(Dataset items)

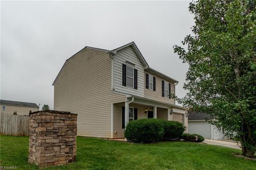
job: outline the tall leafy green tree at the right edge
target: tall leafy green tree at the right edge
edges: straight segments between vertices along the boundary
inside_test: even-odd
[[[183,106],[215,117],[211,123],[241,142],[242,155],[256,150],[256,2],[195,1],[193,35],[174,46],[188,63]]]

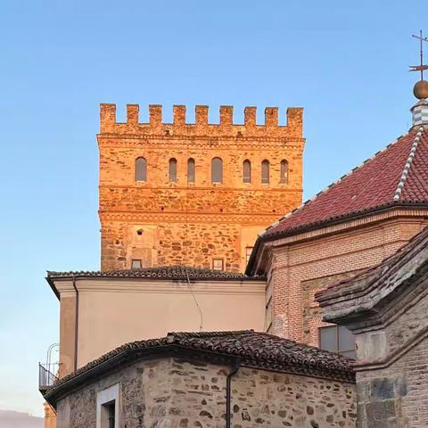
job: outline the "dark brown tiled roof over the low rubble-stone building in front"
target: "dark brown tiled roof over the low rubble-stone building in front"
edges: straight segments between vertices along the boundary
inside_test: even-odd
[[[169,333],[161,339],[130,342],[95,359],[77,372],[69,374],[53,385],[45,399],[54,402],[67,388],[83,384],[89,377],[99,378],[107,367],[116,367],[131,359],[138,359],[155,351],[173,355],[192,351],[201,358],[235,360],[240,366],[258,367],[266,370],[293,374],[314,375],[329,379],[355,382],[353,360],[326,350],[292,342],[268,333],[252,330],[210,333]]]

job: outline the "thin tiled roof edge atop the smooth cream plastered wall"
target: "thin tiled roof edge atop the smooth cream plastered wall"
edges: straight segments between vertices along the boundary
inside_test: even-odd
[[[70,271],[54,272],[48,271],[47,278],[70,278],[78,277],[105,277],[105,278],[152,278],[152,279],[187,279],[191,280],[254,280],[260,279],[258,276],[245,276],[236,272],[226,272],[222,270],[212,270],[204,268],[190,268],[185,266],[165,266],[159,268],[141,268],[111,271]]]

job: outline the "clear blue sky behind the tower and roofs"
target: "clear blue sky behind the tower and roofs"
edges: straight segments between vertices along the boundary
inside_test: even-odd
[[[303,106],[304,199],[411,123],[428,4],[402,0],[0,1],[0,408],[43,415],[58,342],[45,271],[99,268],[99,103]],[[285,214],[285,213],[284,213]]]

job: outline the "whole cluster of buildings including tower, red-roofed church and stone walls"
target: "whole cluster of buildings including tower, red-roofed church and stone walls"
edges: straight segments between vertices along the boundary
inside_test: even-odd
[[[300,206],[301,109],[278,127],[275,109],[260,126],[247,108],[239,126],[229,107],[219,125],[197,107],[189,125],[183,107],[162,124],[152,106],[140,124],[135,105],[117,123],[102,104],[102,270],[46,278],[61,305],[62,379],[41,390],[61,409],[58,428],[119,427],[103,424],[105,412],[139,421],[129,427],[427,426],[428,83],[414,93],[406,134]],[[167,389],[149,406],[153,365]],[[124,396],[126,408],[124,385],[139,397]],[[251,390],[248,408],[238,399],[231,410],[248,385],[262,395]],[[221,399],[203,392],[218,388]],[[330,414],[334,391],[346,400]]]

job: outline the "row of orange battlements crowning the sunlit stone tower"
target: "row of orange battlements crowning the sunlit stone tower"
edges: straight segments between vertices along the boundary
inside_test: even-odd
[[[286,125],[278,125],[278,108],[265,109],[265,123],[257,124],[256,107],[245,107],[244,123],[234,123],[234,107],[220,106],[219,123],[209,123],[209,107],[195,106],[195,123],[186,123],[185,105],[173,106],[173,123],[162,122],[162,106],[149,105],[149,123],[139,122],[139,105],[127,105],[127,121],[116,121],[116,104],[100,104],[100,134],[146,136],[272,136],[302,138],[303,108],[287,109]]]

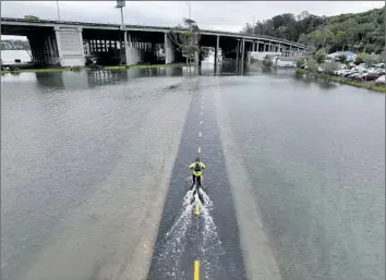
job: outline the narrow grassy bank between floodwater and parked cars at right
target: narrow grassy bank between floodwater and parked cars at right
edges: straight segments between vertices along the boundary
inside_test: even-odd
[[[301,74],[307,74],[307,75],[313,75],[317,76],[321,78],[326,78],[336,83],[345,84],[345,85],[350,85],[350,86],[355,86],[355,87],[361,87],[361,88],[366,88],[370,90],[386,94],[386,86],[385,84],[376,84],[374,82],[364,82],[364,81],[358,81],[358,80],[351,80],[351,78],[346,78],[341,76],[335,76],[330,74],[325,74],[325,73],[315,73],[311,72],[304,69],[297,69],[297,73]]]

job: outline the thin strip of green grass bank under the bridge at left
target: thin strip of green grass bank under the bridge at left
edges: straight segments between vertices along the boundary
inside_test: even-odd
[[[184,63],[171,63],[171,64],[152,64],[152,65],[113,65],[113,66],[101,66],[100,70],[125,70],[125,69],[153,69],[153,68],[170,68],[170,66],[181,66]],[[65,71],[89,71],[99,70],[92,69],[87,66],[74,66],[74,68],[47,68],[47,69],[19,69],[19,70],[1,70],[0,73],[53,73],[53,72],[65,72]]]

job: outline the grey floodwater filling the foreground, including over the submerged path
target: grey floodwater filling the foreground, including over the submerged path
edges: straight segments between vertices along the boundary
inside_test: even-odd
[[[384,95],[218,74],[2,75],[2,279],[384,280]]]

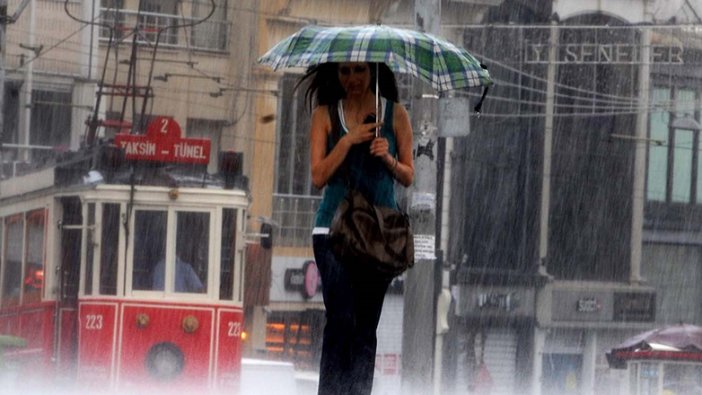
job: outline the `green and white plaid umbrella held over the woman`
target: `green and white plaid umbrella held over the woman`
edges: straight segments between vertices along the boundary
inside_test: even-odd
[[[473,55],[431,34],[383,25],[307,26],[276,44],[259,63],[277,70],[327,62],[383,62],[438,91],[492,84]]]

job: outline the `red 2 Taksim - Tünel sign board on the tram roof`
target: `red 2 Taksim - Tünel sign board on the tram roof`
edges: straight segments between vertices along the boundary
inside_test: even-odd
[[[118,133],[115,144],[124,149],[127,160],[208,164],[210,140],[182,138],[181,134],[173,118],[157,117],[147,126],[146,134]]]

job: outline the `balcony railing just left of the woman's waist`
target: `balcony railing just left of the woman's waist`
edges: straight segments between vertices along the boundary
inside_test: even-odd
[[[309,247],[321,196],[273,195],[273,242],[280,247]]]

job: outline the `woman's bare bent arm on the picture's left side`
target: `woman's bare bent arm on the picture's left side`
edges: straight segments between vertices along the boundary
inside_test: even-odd
[[[375,127],[380,125],[382,123],[368,123],[356,126],[344,134],[331,152],[327,154],[327,139],[331,132],[329,107],[319,106],[315,108],[312,113],[312,125],[310,127],[312,184],[317,188],[325,186],[343,163],[351,146],[371,140],[374,137]]]

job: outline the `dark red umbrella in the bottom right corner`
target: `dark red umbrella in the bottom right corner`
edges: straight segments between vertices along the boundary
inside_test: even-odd
[[[607,353],[613,369],[625,369],[631,360],[702,362],[702,327],[677,324],[636,335]]]

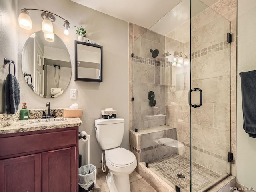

■ Exercise requirements
All of the records above are to be written out exactly, minus their images.

■ Solution to this exercise
job: outline the tall leafy green tree at the right edge
target: tall leafy green tree at the right edge
edges: straight segments between vertices along the boundary
inside_test: even-odd
[[[183,106],[215,117],[211,123],[241,142],[242,155],[256,150],[256,2],[195,1],[193,35],[174,46],[188,63]]]

job: outline the "dark brown tiled roof over the low rubble-stone building in front"
target: "dark brown tiled roof over the low rubble-stone building in front"
edges: straight segments between vertices along the boundary
inside_test: even-odd
[[[169,333],[161,339],[130,342],[95,359],[77,372],[69,374],[53,385],[45,399],[54,402],[67,388],[83,384],[89,377],[99,378],[107,367],[116,367],[131,359],[138,359],[155,351],[173,355],[192,351],[201,358],[235,360],[240,366],[258,367],[266,370],[293,374],[314,375],[329,379],[355,382],[353,360],[326,350],[292,342],[268,333],[252,330],[210,333]]]

job: outline the "thin tiled roof edge atop the smooth cream plastered wall"
target: "thin tiled roof edge atop the smooth cream plastered wall"
edges: straight segments between vertices along the boundary
inside_test: even-odd
[[[70,271],[54,272],[48,271],[47,278],[70,278],[78,277],[105,277],[105,278],[152,278],[152,279],[187,279],[191,280],[254,280],[260,279],[258,276],[245,276],[236,272],[226,272],[222,270],[212,270],[204,268],[190,268],[185,266],[165,266],[159,268],[141,268],[111,271]]]

job: outline the "clear blue sky behind the tower and roofs"
target: "clear blue sky behind the tower and roofs"
edges: straight segments between vertices along the boundary
inside_test: even-odd
[[[303,106],[304,199],[411,123],[428,4],[402,0],[0,1],[0,408],[43,415],[58,342],[45,271],[99,268],[99,103]],[[285,214],[285,213],[284,213]]]

job: outline the "whole cluster of buildings including tower, red-roofed church and stone walls"
target: "whole cluster of buildings including tower, red-roofed church and stone walls"
edges: straight segments between vertices along the boundary
inside_test: even-odd
[[[300,206],[301,109],[278,127],[275,109],[260,126],[247,108],[239,126],[229,107],[219,125],[197,107],[189,125],[183,107],[162,124],[152,106],[140,124],[135,105],[117,123],[102,104],[102,270],[46,278],[61,305],[62,379],[41,390],[61,409],[58,428],[119,427],[103,424],[105,412],[139,421],[129,427],[427,426],[428,83],[414,93],[406,134]],[[167,389],[149,406],[153,365]],[[124,396],[126,408],[124,385],[139,397]],[[251,390],[248,408],[238,399],[231,410],[248,385],[262,395]],[[221,399],[203,392],[218,388]],[[330,414],[334,391],[346,400]]]

job: outline the "row of orange battlements crowning the sunlit stone tower"
target: "row of orange battlements crowning the sunlit stone tower"
edges: straight segments between vertices along the boundary
inside_test: even-odd
[[[286,125],[278,125],[278,108],[265,109],[265,123],[257,124],[256,107],[245,107],[244,123],[234,123],[234,107],[220,106],[219,123],[209,123],[209,107],[195,106],[195,123],[186,123],[185,105],[173,106],[173,123],[162,122],[162,106],[149,105],[149,123],[139,122],[139,105],[127,105],[127,121],[116,121],[116,104],[100,104],[100,134],[146,136],[272,136],[302,138],[303,108],[287,109]]]

job: outline the narrow grassy bank between floodwater and parked cars at right
target: narrow grassy bank between floodwater and parked cars at right
edges: straight segments between vertices along the boundary
inside_test: even-odd
[[[301,74],[307,74],[307,75],[313,75],[317,76],[321,78],[326,78],[336,83],[345,84],[345,85],[350,85],[350,86],[355,86],[355,87],[361,87],[361,88],[366,88],[370,90],[386,94],[386,86],[385,84],[376,84],[374,82],[364,82],[364,81],[358,81],[358,80],[351,80],[351,78],[346,78],[341,76],[335,76],[330,74],[325,74],[325,73],[315,73],[311,72],[304,69],[297,69],[297,73]]]

job: outline the thin strip of green grass bank under the bridge at left
target: thin strip of green grass bank under the bridge at left
edges: straight segments between vertices along the boundary
inside_test: even-odd
[[[184,63],[171,63],[171,64],[152,64],[152,65],[113,65],[113,66],[101,66],[100,70],[125,70],[125,69],[153,69],[153,68],[170,68],[170,66],[181,66]],[[65,71],[89,71],[99,70],[92,69],[87,66],[74,66],[74,68],[47,68],[47,69],[19,69],[19,70],[1,70],[0,73],[53,73],[53,72],[65,72]]]

job: outline the grey floodwater filling the foreground, including over the submerged path
target: grey floodwater filling the foreground, including over the submerged path
edges: straight segments between vertices along the boundary
inside_test: even-odd
[[[384,95],[218,74],[2,75],[2,279],[384,280]]]

job: outline the `green and white plaid umbrella held over the woman`
target: `green and white plaid umbrella held over the woman`
edges: straight segments between vertices along the boundary
inside_test: even-odd
[[[473,55],[431,34],[383,25],[307,26],[276,44],[259,63],[277,70],[327,62],[383,62],[438,91],[492,84]]]

job: outline the `red 2 Taksim - Tünel sign board on the tram roof`
target: `red 2 Taksim - Tünel sign board on the tram roof`
edges: straight segments between vertices along the boundary
inside_test: even-odd
[[[118,133],[115,144],[124,149],[127,160],[208,164],[210,140],[182,138],[181,134],[173,118],[157,117],[147,126],[146,134]]]

job: outline the `balcony railing just left of the woman's waist`
target: `balcony railing just left of the woman's waist`
edges: straight segments between vertices along the boundary
inside_test: even-odd
[[[309,247],[321,196],[273,195],[273,242],[280,247]]]

job: outline the `woman's bare bent arm on the picture's left side`
target: `woman's bare bent arm on the picture's left side`
edges: straight segments between vertices along the boundary
inside_test: even-odd
[[[375,127],[380,125],[382,123],[368,123],[356,126],[344,134],[331,152],[327,154],[327,139],[331,132],[329,107],[319,106],[315,108],[312,113],[312,125],[310,127],[312,184],[317,188],[325,186],[343,163],[351,146],[371,140],[374,137]]]

job: outline the `dark red umbrella in the bottom right corner`
target: `dark red umbrella in the bottom right corner`
edges: straight segments between vertices along the boundary
inside_test: even-odd
[[[607,353],[613,369],[625,369],[631,360],[702,362],[702,327],[677,324],[636,335]]]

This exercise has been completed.